• TEXT EXCERPT:
The father of a teenager stabbed in the heart with a flick knife says he will never give up fighting for justice.

Ghaleb Makki's son Yousef died in Hale Barns, Greater Manchester, on 2 March.

A 17-year-old boy was found not guilty of murder and manslaughter. He and another youth admitted possessing a knife and will be sentenced next week.

Mr Makki said: "I will leave no stone unturned until I get justice for my son. That's a promise I made when I went to his grave after the verdict."

Yousef, 17, was stabbed in the heart in the village of Hale Barns, which is popular with footballers and celebrities.

One of his friends, known as Boy A, argued he acted in self-defence and was cleared of murder and manslaughter on Friday.

Yousef's sister, Jade Akoum, said the family was "so shocked" by the verdict.

"I think even the police and everyone who was on the case were shocked about the verdicts as well. We definitely were not expecting that."

• INFORMATION PROVIDED:
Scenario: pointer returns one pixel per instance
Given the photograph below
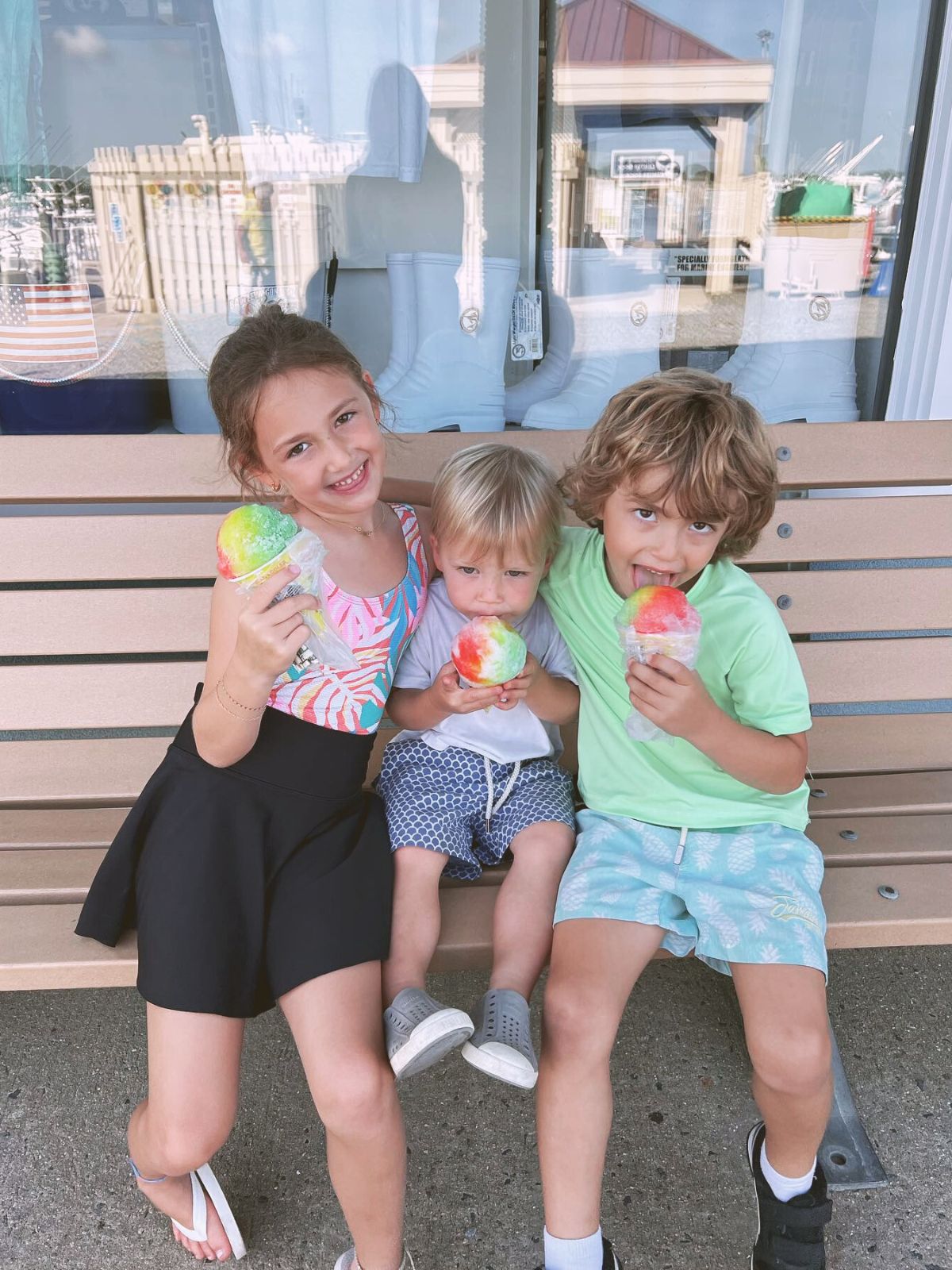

• SET EXERCISE:
According to the news excerpt about Yousef Makki, where did he die? Answer using only the news excerpt, not the data.

• OUTPUT:
Hale Barns, Greater Manchester.